### [O que se pede]
Responda às perguntas a seguir com base no trecho sobre a maçonaria.
(a) Em que rua fica o Palácio Maçônico?
(b) Em que bairro o candidato fez uma carreata antes do encontro com os maçons?
(c) Qual é o nome do grão-mestre do GOB-RJ?

### [Trecho do documento]
Confiram a matéria da Revista O Globo...

Maçonaria de portas abertas
A noite é de gala no templo nobre do Palácio Maçônico, na Rua do Lavradio. Todos se levantam quando o grão-mestre surge na porta principal vestido com seu avental azul cheio de detalhes em dourado. Atrás dele, como numa procissão, aparecem outras autoridades, enquanto dos alto-falantes sai uma música medieval, trilha perfeita para o filme “Coração valente”. Parece que vai começar mais uma sessão secreta da maçonaria, mas dessa vez a figura central pertence ao mundo profano. É um candidato à prefeitura do Rio. Político nas duas definições da palavra, antes de entrar ele pede uma gravata preta emprestada para não destoar do traje obrigatório dos maçons. Mesmo assim, parece pouco à vontade diante de tantas formalidades. 

Era o quinto compromisso do candidato naquele dia, embora este não constasse da agenda oficial. O encontro foi discreto, bem ao estilo dos maçons. Depois de uma exaustiva carreata no Engenho Novo, ele foi vender seu peixe na sede carioca do Grande Oriente Brasileiro (GOB), o mais antigo grupo maçônico do país. Mais que um evento político, sua presença ali expõe o despertar silencioso da mais famosa irmandade secreta do mundo. Protagonistas nos principais fatos históricos do Brasil, entre eles as proclamações da Independência e da República, os maçons querem voltar a participar da vida política e dos grandes temas nacionais. Além de ouvir candidatos a prefeito, eles estão a pleno vapor numa campanha pela soberania brasileira na Amazônia, pela cota de negros nas universidades e já se manifestaram oficialmente em questões como a do mensalão e a da Reserva Indígena da Raposa do Sol. 

— Passamos um bom tempo hibernando, voltados para dentro, mas agora despertamos de novo para o mundo exterior. Não aceitamos os desmandos e a desonestidade de certos setores do poder público — afirma o grão-mestre do GOB-RJ, Eduardo Gomes de Souza.

### [Dados fornecidos]
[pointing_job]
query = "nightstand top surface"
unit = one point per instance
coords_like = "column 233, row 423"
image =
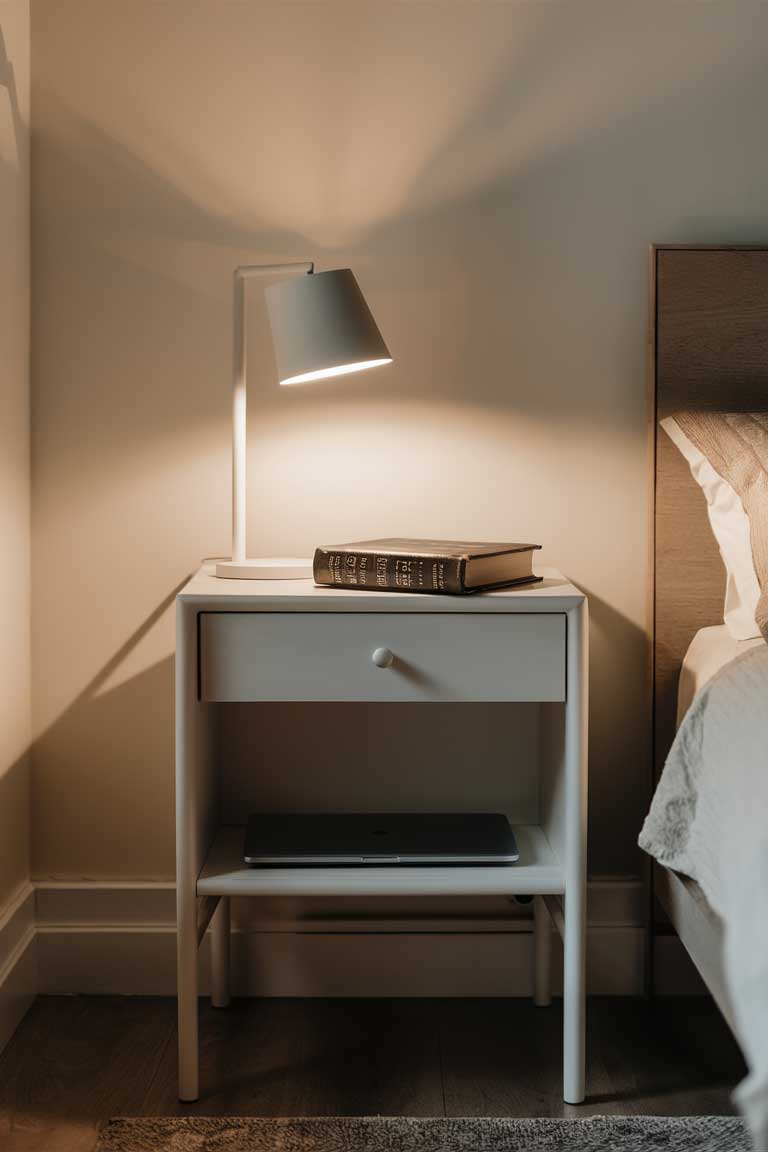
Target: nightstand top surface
column 553, row 593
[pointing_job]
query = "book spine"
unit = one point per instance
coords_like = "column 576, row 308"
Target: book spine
column 387, row 573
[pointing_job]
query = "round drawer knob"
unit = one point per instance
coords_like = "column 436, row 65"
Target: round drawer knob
column 382, row 658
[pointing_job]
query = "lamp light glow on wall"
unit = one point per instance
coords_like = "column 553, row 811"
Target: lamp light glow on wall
column 320, row 327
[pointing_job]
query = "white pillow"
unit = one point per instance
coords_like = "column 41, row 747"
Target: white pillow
column 731, row 529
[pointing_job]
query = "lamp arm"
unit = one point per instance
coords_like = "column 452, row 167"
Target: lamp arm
column 238, row 447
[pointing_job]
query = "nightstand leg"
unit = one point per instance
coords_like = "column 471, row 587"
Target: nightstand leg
column 541, row 954
column 187, row 998
column 576, row 844
column 220, row 929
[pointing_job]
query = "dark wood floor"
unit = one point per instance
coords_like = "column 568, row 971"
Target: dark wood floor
column 78, row 1060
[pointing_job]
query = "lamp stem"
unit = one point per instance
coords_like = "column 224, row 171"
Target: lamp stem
column 238, row 444
column 240, row 441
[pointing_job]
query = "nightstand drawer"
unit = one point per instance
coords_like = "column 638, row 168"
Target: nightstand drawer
column 308, row 656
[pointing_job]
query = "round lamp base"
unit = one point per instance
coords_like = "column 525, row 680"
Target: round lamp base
column 265, row 569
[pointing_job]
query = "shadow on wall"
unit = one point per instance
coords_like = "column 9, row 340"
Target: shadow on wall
column 122, row 736
column 14, row 492
column 499, row 224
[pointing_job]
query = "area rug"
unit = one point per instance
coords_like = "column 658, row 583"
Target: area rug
column 375, row 1134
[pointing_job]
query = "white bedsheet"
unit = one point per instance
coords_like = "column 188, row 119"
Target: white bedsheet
column 709, row 651
column 709, row 820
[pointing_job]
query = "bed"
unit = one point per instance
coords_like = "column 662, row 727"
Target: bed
column 708, row 351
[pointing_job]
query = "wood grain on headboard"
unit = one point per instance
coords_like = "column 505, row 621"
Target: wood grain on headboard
column 709, row 349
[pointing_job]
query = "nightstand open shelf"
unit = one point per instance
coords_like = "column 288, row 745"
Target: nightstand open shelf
column 261, row 642
column 535, row 873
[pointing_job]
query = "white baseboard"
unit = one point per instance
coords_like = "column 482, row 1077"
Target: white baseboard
column 18, row 974
column 103, row 938
column 119, row 938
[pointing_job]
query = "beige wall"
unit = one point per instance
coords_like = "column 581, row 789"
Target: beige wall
column 14, row 448
column 494, row 173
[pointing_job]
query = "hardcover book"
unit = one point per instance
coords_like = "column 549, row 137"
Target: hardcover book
column 454, row 567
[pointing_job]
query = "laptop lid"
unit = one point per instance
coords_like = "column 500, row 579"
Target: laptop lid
column 379, row 838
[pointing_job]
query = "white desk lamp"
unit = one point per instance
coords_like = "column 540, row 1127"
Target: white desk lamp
column 320, row 327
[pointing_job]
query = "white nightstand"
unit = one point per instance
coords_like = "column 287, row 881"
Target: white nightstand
column 270, row 641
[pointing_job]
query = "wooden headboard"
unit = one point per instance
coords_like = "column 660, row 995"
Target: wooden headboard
column 708, row 349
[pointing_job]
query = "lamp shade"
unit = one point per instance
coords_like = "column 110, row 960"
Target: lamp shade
column 321, row 327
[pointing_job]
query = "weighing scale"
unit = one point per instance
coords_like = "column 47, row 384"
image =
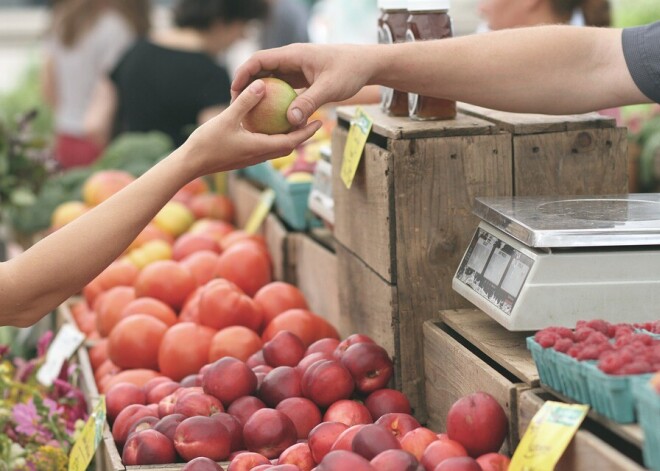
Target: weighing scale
column 536, row 262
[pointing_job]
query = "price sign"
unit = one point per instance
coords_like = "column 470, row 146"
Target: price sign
column 357, row 139
column 67, row 341
column 548, row 436
column 88, row 441
column 259, row 214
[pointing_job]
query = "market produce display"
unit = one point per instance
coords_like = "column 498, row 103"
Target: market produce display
column 38, row 424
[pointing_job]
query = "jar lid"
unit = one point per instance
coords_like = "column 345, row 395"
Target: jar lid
column 392, row 4
column 428, row 5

### [Resultado final]
(a) Rua do Lavradio.
(b) Engenho Novo.
(c) Eduardo Gomes de Souza.